__ASSIGNMENT__. Every record must be copied out exactly.

-=-=-

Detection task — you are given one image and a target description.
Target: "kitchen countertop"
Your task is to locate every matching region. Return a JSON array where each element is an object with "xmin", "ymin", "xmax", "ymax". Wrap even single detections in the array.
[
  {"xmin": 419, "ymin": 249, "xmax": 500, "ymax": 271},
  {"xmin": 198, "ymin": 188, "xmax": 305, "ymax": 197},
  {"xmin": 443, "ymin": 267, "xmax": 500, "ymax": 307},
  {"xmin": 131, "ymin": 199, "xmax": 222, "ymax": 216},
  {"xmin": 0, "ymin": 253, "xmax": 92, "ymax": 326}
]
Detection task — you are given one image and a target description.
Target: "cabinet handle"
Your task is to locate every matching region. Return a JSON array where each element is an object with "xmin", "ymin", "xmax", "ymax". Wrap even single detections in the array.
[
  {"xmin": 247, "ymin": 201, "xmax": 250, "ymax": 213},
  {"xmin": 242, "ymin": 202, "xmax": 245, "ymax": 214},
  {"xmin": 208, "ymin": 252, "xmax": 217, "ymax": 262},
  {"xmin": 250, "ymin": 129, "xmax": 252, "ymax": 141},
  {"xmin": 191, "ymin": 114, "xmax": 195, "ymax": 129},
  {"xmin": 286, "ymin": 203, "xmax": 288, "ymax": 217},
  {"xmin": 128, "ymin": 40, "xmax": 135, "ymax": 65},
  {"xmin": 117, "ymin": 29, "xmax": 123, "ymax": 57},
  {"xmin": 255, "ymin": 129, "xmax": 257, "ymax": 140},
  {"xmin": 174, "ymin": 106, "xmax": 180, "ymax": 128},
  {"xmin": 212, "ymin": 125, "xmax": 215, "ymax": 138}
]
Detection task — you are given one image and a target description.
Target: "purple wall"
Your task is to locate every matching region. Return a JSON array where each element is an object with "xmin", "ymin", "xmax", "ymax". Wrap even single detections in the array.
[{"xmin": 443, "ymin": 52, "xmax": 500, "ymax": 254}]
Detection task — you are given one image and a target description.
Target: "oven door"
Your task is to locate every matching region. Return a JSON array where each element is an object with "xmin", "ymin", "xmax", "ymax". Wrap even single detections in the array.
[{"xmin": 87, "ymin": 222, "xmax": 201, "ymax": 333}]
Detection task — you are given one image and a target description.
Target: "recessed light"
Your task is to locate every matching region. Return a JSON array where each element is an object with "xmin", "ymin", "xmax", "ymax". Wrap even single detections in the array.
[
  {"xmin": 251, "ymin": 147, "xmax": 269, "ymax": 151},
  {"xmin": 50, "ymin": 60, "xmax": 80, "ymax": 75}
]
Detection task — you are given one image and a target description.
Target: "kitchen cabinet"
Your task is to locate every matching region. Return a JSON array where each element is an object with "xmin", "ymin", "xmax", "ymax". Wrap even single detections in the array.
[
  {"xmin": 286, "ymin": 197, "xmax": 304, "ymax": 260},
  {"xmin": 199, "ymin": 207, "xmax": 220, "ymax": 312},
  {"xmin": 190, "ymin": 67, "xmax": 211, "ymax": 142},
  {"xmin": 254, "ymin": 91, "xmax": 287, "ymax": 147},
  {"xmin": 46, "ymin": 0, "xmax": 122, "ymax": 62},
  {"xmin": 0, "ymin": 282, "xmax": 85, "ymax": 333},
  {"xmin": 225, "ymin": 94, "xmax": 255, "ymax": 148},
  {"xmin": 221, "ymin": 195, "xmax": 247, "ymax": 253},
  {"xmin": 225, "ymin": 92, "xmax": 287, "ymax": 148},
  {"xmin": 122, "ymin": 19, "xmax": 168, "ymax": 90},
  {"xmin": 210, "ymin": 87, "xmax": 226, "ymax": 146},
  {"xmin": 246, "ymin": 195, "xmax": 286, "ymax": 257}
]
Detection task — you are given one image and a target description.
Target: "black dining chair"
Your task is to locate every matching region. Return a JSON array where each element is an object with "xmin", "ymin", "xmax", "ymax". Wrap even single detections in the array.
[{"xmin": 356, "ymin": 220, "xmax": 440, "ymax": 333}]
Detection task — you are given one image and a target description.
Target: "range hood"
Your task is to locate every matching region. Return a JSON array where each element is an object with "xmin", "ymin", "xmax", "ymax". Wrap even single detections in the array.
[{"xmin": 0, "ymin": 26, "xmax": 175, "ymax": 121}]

-=-=-

__WRITTEN ANSWER__.
Detection task — you are given one image and a target description.
Target: "kitchen countertop"
Your task is to locate every matching region. Return a JSON array where each element is an object with "xmin", "ymin", "xmax", "ymax". Wrap even single detections in the array.
[
  {"xmin": 419, "ymin": 249, "xmax": 500, "ymax": 271},
  {"xmin": 198, "ymin": 188, "xmax": 305, "ymax": 197},
  {"xmin": 443, "ymin": 267, "xmax": 500, "ymax": 307},
  {"xmin": 131, "ymin": 199, "xmax": 222, "ymax": 216},
  {"xmin": 0, "ymin": 253, "xmax": 92, "ymax": 326}
]
Detection task — you are given one image and a target description.
Target: "cabinet handle"
Your task is to locate every matching region. Return a JSON array where each element is an object with "xmin", "ymin", "xmax", "ymax". Wrap even single detections in the array.
[
  {"xmin": 247, "ymin": 201, "xmax": 250, "ymax": 213},
  {"xmin": 242, "ymin": 202, "xmax": 245, "ymax": 214},
  {"xmin": 208, "ymin": 252, "xmax": 217, "ymax": 262},
  {"xmin": 250, "ymin": 129, "xmax": 252, "ymax": 141},
  {"xmin": 191, "ymin": 114, "xmax": 195, "ymax": 129},
  {"xmin": 286, "ymin": 203, "xmax": 288, "ymax": 217},
  {"xmin": 128, "ymin": 40, "xmax": 135, "ymax": 65},
  {"xmin": 117, "ymin": 29, "xmax": 123, "ymax": 57},
  {"xmin": 255, "ymin": 129, "xmax": 257, "ymax": 140},
  {"xmin": 174, "ymin": 106, "xmax": 180, "ymax": 128},
  {"xmin": 212, "ymin": 125, "xmax": 215, "ymax": 138}
]
Detection task — you are given one image and a target description.
Target: "purple wall"
Your task is to locate every matching region. Return a JSON array where each element is an object with "xmin", "ymin", "xmax", "ymax". Wrap even single detections in the array.
[{"xmin": 443, "ymin": 52, "xmax": 500, "ymax": 254}]
Detection task — you are given one image and a target description.
Target: "oven door"
Your task is to locate every matching region. Return a JSON array where each element is an object with "xmin", "ymin", "xmax", "ymax". Wrap even single detections in the array.
[{"xmin": 87, "ymin": 222, "xmax": 201, "ymax": 333}]
Detection task — you are given one image and a target description.
Target: "recessed light"
Your task is to locate every matching region. Return a JSON array where each element is an object with "xmin", "ymin", "xmax", "ymax". Wrap even single detections in the array.
[
  {"xmin": 251, "ymin": 147, "xmax": 269, "ymax": 151},
  {"xmin": 50, "ymin": 60, "xmax": 80, "ymax": 75}
]
Detection task — you are given one image and a target description.
Target: "kitchen cabinet"
Your task is to locate every matching region. Return a JSON array where each element is an object with "xmin", "ymin", "xmax", "ymax". Wrap even single detections in the array.
[
  {"xmin": 286, "ymin": 197, "xmax": 304, "ymax": 260},
  {"xmin": 199, "ymin": 207, "xmax": 220, "ymax": 312},
  {"xmin": 190, "ymin": 67, "xmax": 211, "ymax": 142},
  {"xmin": 254, "ymin": 91, "xmax": 287, "ymax": 147},
  {"xmin": 46, "ymin": 0, "xmax": 122, "ymax": 62},
  {"xmin": 0, "ymin": 282, "xmax": 85, "ymax": 333},
  {"xmin": 225, "ymin": 94, "xmax": 255, "ymax": 148},
  {"xmin": 221, "ymin": 195, "xmax": 247, "ymax": 253},
  {"xmin": 225, "ymin": 92, "xmax": 287, "ymax": 148},
  {"xmin": 122, "ymin": 19, "xmax": 168, "ymax": 90},
  {"xmin": 210, "ymin": 87, "xmax": 226, "ymax": 146},
  {"xmin": 246, "ymin": 195, "xmax": 286, "ymax": 257}
]
Detection task — you are given one image and a target description.
Target: "black dining chair"
Your task is to locate every matching region. Return a JSON array where each element is an object with "xmin", "ymin", "xmax", "ymax". Wrap even single detections in the array.
[{"xmin": 356, "ymin": 220, "xmax": 440, "ymax": 333}]
Detection task — you are given one image and a target description.
Target: "range hood"
Your task is to locate every matching region. Return a JSON array where each element is an object with "xmin", "ymin", "xmax", "ymax". Wrap even single detections in the array.
[{"xmin": 0, "ymin": 26, "xmax": 175, "ymax": 121}]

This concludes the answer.